Supplied data Block Start
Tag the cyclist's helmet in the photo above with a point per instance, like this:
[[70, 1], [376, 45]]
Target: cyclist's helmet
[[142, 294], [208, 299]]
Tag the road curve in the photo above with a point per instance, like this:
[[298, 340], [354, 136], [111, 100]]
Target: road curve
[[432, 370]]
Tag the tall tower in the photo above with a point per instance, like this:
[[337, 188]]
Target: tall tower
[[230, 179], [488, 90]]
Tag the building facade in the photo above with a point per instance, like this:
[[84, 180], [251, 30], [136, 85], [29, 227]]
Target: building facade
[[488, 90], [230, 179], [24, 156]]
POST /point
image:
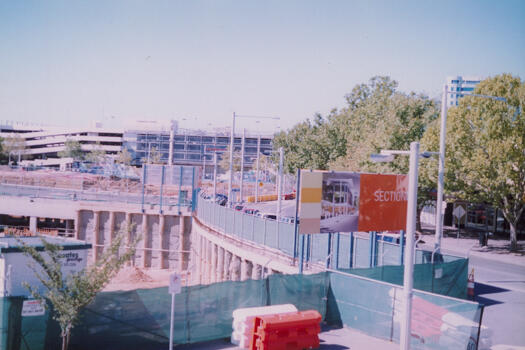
Supplied data Block End
• _Problem description_
Every line that contains "like" should be copied out of the data.

• _Solution below_
Tag the cyclist's helmet in the photo above with a point per instance, like this:
Tag the road curve in the photo above with a point per instance, like this:
Tag the tall tower in the photo above with a point per instance, like this:
Tag the building facade in the photo above with a point per instance, like this:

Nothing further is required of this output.